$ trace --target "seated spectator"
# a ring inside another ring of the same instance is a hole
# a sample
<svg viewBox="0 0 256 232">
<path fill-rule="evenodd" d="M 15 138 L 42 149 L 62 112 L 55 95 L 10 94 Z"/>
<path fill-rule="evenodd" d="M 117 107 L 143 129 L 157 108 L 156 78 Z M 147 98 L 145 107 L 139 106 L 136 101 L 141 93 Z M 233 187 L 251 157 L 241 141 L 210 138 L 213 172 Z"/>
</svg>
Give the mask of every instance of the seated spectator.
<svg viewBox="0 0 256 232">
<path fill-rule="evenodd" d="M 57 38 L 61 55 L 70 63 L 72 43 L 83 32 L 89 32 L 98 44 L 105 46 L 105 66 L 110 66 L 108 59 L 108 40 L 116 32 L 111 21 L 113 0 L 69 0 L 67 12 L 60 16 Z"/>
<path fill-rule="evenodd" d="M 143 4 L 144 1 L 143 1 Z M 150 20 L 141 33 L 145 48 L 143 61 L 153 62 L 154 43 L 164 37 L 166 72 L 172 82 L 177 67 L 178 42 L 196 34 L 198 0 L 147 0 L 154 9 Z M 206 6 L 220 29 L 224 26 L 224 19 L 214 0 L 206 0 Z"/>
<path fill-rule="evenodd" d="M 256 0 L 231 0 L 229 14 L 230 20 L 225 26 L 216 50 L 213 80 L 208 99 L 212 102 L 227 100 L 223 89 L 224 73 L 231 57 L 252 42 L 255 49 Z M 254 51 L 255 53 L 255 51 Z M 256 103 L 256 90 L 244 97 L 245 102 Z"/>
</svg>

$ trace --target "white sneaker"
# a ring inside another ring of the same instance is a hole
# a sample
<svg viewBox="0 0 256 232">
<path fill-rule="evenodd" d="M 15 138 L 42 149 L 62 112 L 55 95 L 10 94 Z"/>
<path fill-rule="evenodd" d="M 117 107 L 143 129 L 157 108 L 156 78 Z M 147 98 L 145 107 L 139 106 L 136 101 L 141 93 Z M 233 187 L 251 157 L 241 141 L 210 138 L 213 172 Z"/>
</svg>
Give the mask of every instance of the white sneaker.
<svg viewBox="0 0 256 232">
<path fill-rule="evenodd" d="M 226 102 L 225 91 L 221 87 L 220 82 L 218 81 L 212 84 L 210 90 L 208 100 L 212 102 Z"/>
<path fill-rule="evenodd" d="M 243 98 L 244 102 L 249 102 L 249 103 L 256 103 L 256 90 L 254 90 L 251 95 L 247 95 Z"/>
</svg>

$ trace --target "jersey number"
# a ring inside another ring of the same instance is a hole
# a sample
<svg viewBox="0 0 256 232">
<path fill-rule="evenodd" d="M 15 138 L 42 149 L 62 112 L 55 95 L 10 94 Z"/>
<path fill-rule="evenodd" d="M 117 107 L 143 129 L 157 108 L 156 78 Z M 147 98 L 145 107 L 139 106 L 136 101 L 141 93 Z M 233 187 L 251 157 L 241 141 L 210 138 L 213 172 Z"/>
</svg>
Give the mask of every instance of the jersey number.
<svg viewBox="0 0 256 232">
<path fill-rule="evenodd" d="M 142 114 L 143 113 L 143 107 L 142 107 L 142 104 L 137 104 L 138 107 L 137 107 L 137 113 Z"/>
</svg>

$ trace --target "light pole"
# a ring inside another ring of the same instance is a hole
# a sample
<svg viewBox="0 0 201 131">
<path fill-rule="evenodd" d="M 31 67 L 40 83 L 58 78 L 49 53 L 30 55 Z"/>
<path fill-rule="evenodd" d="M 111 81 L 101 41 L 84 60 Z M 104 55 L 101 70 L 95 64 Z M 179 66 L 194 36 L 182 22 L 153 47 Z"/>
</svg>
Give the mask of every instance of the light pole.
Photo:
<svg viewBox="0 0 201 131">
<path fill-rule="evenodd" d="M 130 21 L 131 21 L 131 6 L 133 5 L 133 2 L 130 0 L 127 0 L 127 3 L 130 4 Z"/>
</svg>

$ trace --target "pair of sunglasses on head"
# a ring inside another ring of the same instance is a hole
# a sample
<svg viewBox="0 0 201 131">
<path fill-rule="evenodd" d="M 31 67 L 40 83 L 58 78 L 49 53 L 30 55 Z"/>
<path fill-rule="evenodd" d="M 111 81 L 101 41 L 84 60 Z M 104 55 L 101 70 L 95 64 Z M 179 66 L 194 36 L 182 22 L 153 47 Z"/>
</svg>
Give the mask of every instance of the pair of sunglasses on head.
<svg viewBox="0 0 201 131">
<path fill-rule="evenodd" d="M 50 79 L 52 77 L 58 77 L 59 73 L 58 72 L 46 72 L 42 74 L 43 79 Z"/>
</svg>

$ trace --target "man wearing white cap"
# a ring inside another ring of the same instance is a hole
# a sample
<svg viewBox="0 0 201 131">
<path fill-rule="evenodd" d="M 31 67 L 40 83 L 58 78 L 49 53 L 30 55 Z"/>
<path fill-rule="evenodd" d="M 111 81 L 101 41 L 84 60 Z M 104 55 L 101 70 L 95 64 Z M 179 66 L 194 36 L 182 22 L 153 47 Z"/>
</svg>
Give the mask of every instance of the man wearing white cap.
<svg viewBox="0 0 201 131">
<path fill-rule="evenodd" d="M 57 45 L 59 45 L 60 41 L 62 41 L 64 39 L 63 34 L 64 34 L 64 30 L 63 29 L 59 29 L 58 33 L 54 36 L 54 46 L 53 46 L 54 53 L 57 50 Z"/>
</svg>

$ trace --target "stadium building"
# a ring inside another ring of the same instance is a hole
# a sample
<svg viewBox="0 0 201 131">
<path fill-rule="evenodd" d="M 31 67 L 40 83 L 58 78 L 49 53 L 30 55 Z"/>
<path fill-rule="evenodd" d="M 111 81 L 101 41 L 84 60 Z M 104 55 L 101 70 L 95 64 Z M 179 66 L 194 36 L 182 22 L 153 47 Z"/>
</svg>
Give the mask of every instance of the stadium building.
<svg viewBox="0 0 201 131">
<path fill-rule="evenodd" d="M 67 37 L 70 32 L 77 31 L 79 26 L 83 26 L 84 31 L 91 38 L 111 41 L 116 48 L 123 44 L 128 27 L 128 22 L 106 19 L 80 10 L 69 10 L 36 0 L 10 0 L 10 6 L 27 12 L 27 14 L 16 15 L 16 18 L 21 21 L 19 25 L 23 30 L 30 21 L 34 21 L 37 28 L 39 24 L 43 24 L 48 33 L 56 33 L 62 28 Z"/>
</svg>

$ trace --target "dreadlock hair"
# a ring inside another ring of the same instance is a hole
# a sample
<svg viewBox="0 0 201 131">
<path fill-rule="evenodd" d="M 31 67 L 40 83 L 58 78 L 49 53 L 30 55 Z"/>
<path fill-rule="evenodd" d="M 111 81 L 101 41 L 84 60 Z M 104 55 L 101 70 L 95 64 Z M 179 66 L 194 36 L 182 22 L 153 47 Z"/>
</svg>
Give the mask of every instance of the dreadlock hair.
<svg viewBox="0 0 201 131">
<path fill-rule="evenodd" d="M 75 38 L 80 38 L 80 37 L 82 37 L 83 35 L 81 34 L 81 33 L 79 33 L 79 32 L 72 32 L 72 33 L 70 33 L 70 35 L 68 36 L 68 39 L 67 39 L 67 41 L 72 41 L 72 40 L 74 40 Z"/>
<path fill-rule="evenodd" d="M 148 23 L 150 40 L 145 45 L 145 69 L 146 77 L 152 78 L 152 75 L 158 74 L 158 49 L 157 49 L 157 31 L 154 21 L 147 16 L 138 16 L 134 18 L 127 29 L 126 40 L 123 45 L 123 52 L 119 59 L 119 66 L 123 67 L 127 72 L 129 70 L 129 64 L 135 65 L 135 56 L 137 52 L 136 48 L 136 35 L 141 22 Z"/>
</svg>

+++++

▸ **Exercise goal**: Render every line of the rows above as a JSON list of strings, one string per line, with blank lines omitted.

▸ **Final result**:
[
  "$ trace --target \"seated spectator\"",
  "# a ring inside another ring of the same instance is a hole",
  "# a sample",
  "<svg viewBox=\"0 0 256 232\">",
  "<path fill-rule=\"evenodd\" d=\"M 15 138 L 42 149 L 62 112 L 55 95 L 10 94 Z\"/>",
  "<path fill-rule=\"evenodd\" d=\"M 117 107 L 143 129 L 157 108 L 156 78 Z M 147 98 L 145 107 L 139 106 L 136 101 L 141 93 Z M 233 187 L 251 157 L 241 141 L 210 138 L 213 172 Z\"/>",
  "</svg>",
  "Give the mask of every instance of the seated spectator.",
  "<svg viewBox=\"0 0 256 232\">",
  "<path fill-rule=\"evenodd\" d=\"M 57 38 L 61 55 L 70 63 L 72 43 L 83 32 L 89 32 L 98 44 L 105 46 L 105 66 L 110 66 L 108 59 L 108 40 L 116 32 L 111 21 L 113 0 L 69 0 L 67 12 L 60 16 Z\"/>",
  "<path fill-rule=\"evenodd\" d=\"M 143 4 L 144 1 L 143 1 Z M 150 20 L 141 33 L 145 48 L 143 61 L 153 62 L 154 43 L 164 37 L 166 72 L 172 82 L 177 67 L 178 42 L 196 34 L 198 0 L 147 0 L 154 9 Z M 206 6 L 220 29 L 224 26 L 224 19 L 214 0 L 206 0 Z\"/>",
  "<path fill-rule=\"evenodd\" d=\"M 256 0 L 231 0 L 229 14 L 230 20 L 225 26 L 216 50 L 213 80 L 208 99 L 212 102 L 227 100 L 223 89 L 224 73 L 231 57 L 252 42 L 255 49 Z M 254 51 L 255 53 L 255 51 Z M 256 103 L 256 90 L 244 97 L 245 102 Z\"/>",
  "</svg>",
  "$ trace --target \"white sneaker\"",
  "# a ring inside another ring of the same instance is a hole",
  "# a sample",
  "<svg viewBox=\"0 0 256 232\">",
  "<path fill-rule=\"evenodd\" d=\"M 15 138 L 42 149 L 62 112 L 55 95 L 10 94 Z\"/>",
  "<path fill-rule=\"evenodd\" d=\"M 117 107 L 143 129 L 157 108 L 156 78 Z M 147 98 L 145 107 L 139 106 L 136 101 L 141 93 Z M 233 187 L 251 157 L 241 141 L 210 138 L 213 172 Z\"/>",
  "</svg>",
  "Give the mask of every instance of the white sneaker.",
  "<svg viewBox=\"0 0 256 232\">",
  "<path fill-rule=\"evenodd\" d=\"M 226 102 L 225 91 L 221 87 L 220 82 L 218 81 L 212 84 L 210 90 L 208 100 L 212 102 Z\"/>",
  "<path fill-rule=\"evenodd\" d=\"M 243 98 L 244 102 L 249 102 L 249 103 L 256 103 L 256 90 L 254 90 L 251 95 L 247 95 Z\"/>",
  "</svg>",
  "$ trace --target \"jersey number\"",
  "# a ring inside another ring of the same instance is a hole",
  "# a sample",
  "<svg viewBox=\"0 0 256 232\">",
  "<path fill-rule=\"evenodd\" d=\"M 15 138 L 42 149 L 62 112 L 55 95 L 10 94 Z\"/>",
  "<path fill-rule=\"evenodd\" d=\"M 117 107 L 143 129 L 157 108 L 156 78 Z M 147 98 L 145 107 L 139 106 L 136 101 L 141 93 Z M 233 187 L 251 157 L 241 141 L 210 138 L 213 172 Z\"/>",
  "</svg>",
  "Give the mask of every instance of the jersey number.",
  "<svg viewBox=\"0 0 256 232\">",
  "<path fill-rule=\"evenodd\" d=\"M 142 114 L 143 113 L 143 107 L 142 107 L 142 104 L 137 104 L 138 107 L 137 107 L 137 113 Z\"/>",
  "</svg>",
  "$ trace --target \"light pole\"",
  "# a ring inside another ring of the same instance is a hole",
  "# a sample",
  "<svg viewBox=\"0 0 201 131\">",
  "<path fill-rule=\"evenodd\" d=\"M 31 67 L 40 83 L 58 78 L 49 53 L 30 55 Z\"/>",
  "<path fill-rule=\"evenodd\" d=\"M 111 81 L 101 41 L 84 60 Z M 104 55 L 101 70 L 95 64 Z M 179 66 L 194 36 L 182 22 L 153 47 Z\"/>",
  "</svg>",
  "Give the mask of every instance of the light pole.",
  "Photo:",
  "<svg viewBox=\"0 0 201 131\">",
  "<path fill-rule=\"evenodd\" d=\"M 130 21 L 131 21 L 131 6 L 133 5 L 133 2 L 130 0 L 127 0 L 127 3 L 130 4 Z\"/>",
  "</svg>",
  "$ trace --target \"pair of sunglasses on head\"",
  "# a ring inside another ring of the same instance is a hole",
  "# a sample",
  "<svg viewBox=\"0 0 201 131\">",
  "<path fill-rule=\"evenodd\" d=\"M 31 67 L 40 83 L 58 78 L 49 53 L 30 55 Z\"/>",
  "<path fill-rule=\"evenodd\" d=\"M 111 81 L 101 41 L 84 60 Z M 104 55 L 101 70 L 95 64 Z M 179 66 L 194 36 L 182 22 L 153 47 Z\"/>",
  "</svg>",
  "Give the mask of every instance of the pair of sunglasses on head.",
  "<svg viewBox=\"0 0 201 131\">",
  "<path fill-rule=\"evenodd\" d=\"M 50 79 L 52 77 L 58 77 L 59 73 L 58 72 L 46 72 L 42 74 L 43 79 Z\"/>",
  "</svg>",
  "$ trace --target \"man wearing white cap\"",
  "# a ring inside another ring of the same instance is a hole",
  "# a sample",
  "<svg viewBox=\"0 0 201 131\">",
  "<path fill-rule=\"evenodd\" d=\"M 31 67 L 40 83 L 58 78 L 49 53 L 30 55 Z\"/>",
  "<path fill-rule=\"evenodd\" d=\"M 111 81 L 101 41 L 84 60 Z M 104 55 L 101 70 L 95 64 Z M 179 66 L 194 36 L 182 22 L 153 47 Z\"/>",
  "</svg>",
  "Give the mask of every instance of the man wearing white cap.",
  "<svg viewBox=\"0 0 201 131\">",
  "<path fill-rule=\"evenodd\" d=\"M 57 45 L 59 45 L 60 41 L 62 41 L 64 39 L 63 34 L 64 34 L 64 30 L 63 29 L 59 29 L 58 33 L 54 36 L 54 46 L 53 46 L 54 53 L 57 50 Z\"/>",
  "</svg>",
  "$ trace --target \"stadium building\"",
  "# a ring inside another ring of the same instance is a hole",
  "# a sample",
  "<svg viewBox=\"0 0 201 131\">",
  "<path fill-rule=\"evenodd\" d=\"M 31 67 L 40 83 L 58 78 L 49 53 L 30 55 Z\"/>",
  "<path fill-rule=\"evenodd\" d=\"M 111 81 L 101 41 L 84 60 Z M 104 55 L 101 70 L 95 64 Z M 179 66 L 194 36 L 182 22 L 153 47 Z\"/>",
  "</svg>",
  "Give the mask of every instance of the stadium building.",
  "<svg viewBox=\"0 0 201 131\">",
  "<path fill-rule=\"evenodd\" d=\"M 67 37 L 70 32 L 77 31 L 79 26 L 83 26 L 84 31 L 91 38 L 111 41 L 116 48 L 123 44 L 128 27 L 128 22 L 106 19 L 80 10 L 69 10 L 36 0 L 10 0 L 10 6 L 27 12 L 27 14 L 16 15 L 16 18 L 21 21 L 19 25 L 23 30 L 30 21 L 34 21 L 37 28 L 39 24 L 43 24 L 48 33 L 56 33 L 62 28 Z\"/>",
  "</svg>",
  "$ trace --target \"dreadlock hair\"",
  "# a ring inside another ring of the same instance is a hole",
  "# a sample",
  "<svg viewBox=\"0 0 201 131\">",
  "<path fill-rule=\"evenodd\" d=\"M 31 67 L 40 83 L 58 78 L 49 53 L 30 55 Z\"/>",
  "<path fill-rule=\"evenodd\" d=\"M 111 81 L 101 41 L 84 60 Z M 104 55 L 101 70 L 95 64 Z M 179 66 L 194 36 L 182 22 L 153 47 Z\"/>",
  "</svg>",
  "Give the mask of every instance of the dreadlock hair.",
  "<svg viewBox=\"0 0 201 131\">",
  "<path fill-rule=\"evenodd\" d=\"M 75 38 L 80 38 L 80 37 L 82 37 L 83 35 L 81 34 L 81 33 L 79 33 L 79 32 L 72 32 L 72 33 L 70 33 L 70 35 L 68 36 L 68 39 L 67 39 L 67 41 L 72 41 L 72 40 L 74 40 Z\"/>",
  "<path fill-rule=\"evenodd\" d=\"M 148 23 L 150 40 L 145 45 L 145 69 L 146 77 L 152 78 L 152 75 L 158 74 L 158 49 L 157 49 L 157 31 L 154 21 L 147 16 L 138 16 L 134 18 L 127 29 L 126 40 L 123 45 L 123 52 L 119 59 L 119 66 L 123 67 L 127 72 L 129 70 L 129 64 L 135 65 L 135 56 L 137 52 L 136 48 L 136 35 L 141 22 Z\"/>",
  "</svg>"
]